▸ **Aim**
Resume the Django syndication feeds excerpt from its last sentence, continuing the section on Feed classes.

▸ **Selected excerpt**
Specifically, ``feed_dict`` should be a dictionary that maps a feed's slug
(short URL label) to its ``Feed`` class.
You can define the ``feed_dict`` in the URLconf itself. Here's a full example
URLconf::
from django.conf.urls.defaults import *
from myproject.feeds import LatestEntries, LatestEntriesByCategory
feeds = {
'latest': LatestEntries,
'categories': LatestEntriesByCategory,
}
urlpatterns = patterns('',
# ...
(r'^feeds/(?P<url>.*)/$', 'django.contrib.syndication.views.feed',
{'feed_dict': feeds}),
# ...
)
The above example registers two feeds:
* The feed represented by ``LatestEntries`` will live at ``feeds/latest/``.
* The feed represented by ``LatestEntriesByCategory`` will live at
``feeds/categories/``.
Once that's set up, you just need to define the ``Feed`` classes themselves.
.. _URLconf: ../url_dispatch/
.. _settings file: ../settings/
Feed classes
------------
A ``Feed`` class is a simple Python class that represents a syndication feed.

▸ **Data excerpt**
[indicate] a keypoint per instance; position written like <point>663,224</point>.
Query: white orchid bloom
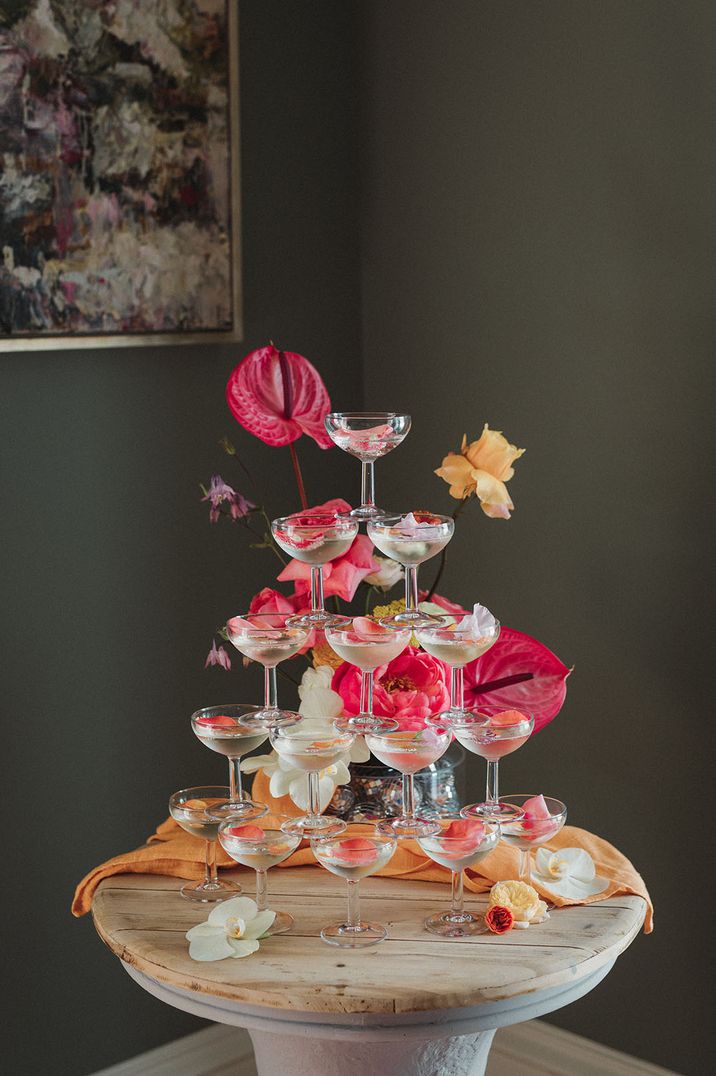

▸ **Written response**
A feed can be simple (e.g., a "site news" feed, or a basic feed displaying
the latest entries of a blog) or more complex (e.g., a feed displaying all the
blog entries in a particular category, where the category is variable).
``Feed`` classes must subclass ``django.contrib.syndication.feeds.Feed``. They
can live anywhere in your codebase.
A simple example
----------------
This simple example, taken from `chicagocrime.org`_, describes a feed of the
latest five news items::
from django.contrib.syndication.feeds import Feed
from chicagocrime.models import NewsItem
class LatestEntries(Feed):
title = "Chicagocrime.org site news"
link = "/sitenews/"
description = "Updates on changes and additions to chicagocrime.org."
def items(self):
return NewsItem.objects.order_by('-pub_date')[:5]
Note:
* The class subclasses ``django.contrib.syndication.feeds.Feed``.
* ``title``, ``link`` and ``description`` correspond to the standard
RSS ``<title>``, ``<link>`` and ``<description>`` elements, respectively.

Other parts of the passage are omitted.